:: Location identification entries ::
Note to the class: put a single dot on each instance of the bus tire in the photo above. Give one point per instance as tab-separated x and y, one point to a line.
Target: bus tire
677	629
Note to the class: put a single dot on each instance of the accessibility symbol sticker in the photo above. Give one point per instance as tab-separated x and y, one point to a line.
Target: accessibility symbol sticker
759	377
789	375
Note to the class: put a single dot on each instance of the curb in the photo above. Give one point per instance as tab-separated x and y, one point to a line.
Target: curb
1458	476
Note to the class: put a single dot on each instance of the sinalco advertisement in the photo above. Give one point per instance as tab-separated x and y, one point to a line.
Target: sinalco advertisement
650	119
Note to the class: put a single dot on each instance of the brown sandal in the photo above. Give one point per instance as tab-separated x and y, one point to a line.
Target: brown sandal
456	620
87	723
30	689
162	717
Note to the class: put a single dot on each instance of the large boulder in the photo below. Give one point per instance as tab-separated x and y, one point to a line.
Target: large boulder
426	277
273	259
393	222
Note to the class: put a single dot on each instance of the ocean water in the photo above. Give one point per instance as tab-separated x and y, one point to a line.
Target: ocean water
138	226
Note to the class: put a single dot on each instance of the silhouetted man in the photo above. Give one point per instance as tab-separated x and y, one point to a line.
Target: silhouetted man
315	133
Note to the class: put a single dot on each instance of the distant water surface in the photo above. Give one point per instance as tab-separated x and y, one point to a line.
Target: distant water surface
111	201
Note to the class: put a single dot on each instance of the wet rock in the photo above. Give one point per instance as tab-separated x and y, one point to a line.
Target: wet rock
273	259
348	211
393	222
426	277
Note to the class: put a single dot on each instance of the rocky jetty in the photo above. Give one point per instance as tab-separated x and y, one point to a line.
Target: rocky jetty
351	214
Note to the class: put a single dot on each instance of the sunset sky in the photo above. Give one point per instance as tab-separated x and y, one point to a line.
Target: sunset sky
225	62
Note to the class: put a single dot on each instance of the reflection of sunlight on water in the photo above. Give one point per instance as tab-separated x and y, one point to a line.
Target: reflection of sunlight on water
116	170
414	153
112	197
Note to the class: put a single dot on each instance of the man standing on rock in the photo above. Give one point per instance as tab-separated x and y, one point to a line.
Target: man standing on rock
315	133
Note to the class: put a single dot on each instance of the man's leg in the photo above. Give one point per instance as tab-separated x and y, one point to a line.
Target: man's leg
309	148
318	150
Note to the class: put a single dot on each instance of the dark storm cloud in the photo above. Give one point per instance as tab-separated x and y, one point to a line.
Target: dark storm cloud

:: Your instructions ::
Starting with the line containing "of the man's" and going on through the last line of the rows, write out every line again. Multiply each x and y coordinate by 0.5 and round to the nearest whole number, with halves rounded up, leaving all other text unchanged and giving no lines outside that span.

:: Task answer ::
Note to the class: put a single dot on each instance of the man's leg in the photo above. Give one point per instance as tab-separated x and y, one point to a line.
Target: man's leg
155	74
159	75
Note to the class: put a single dot on each instance of the dark storm cloud in the photo above. Give one point per instance as tab-separated x and y, one point to a line.
Target: dark storm cloud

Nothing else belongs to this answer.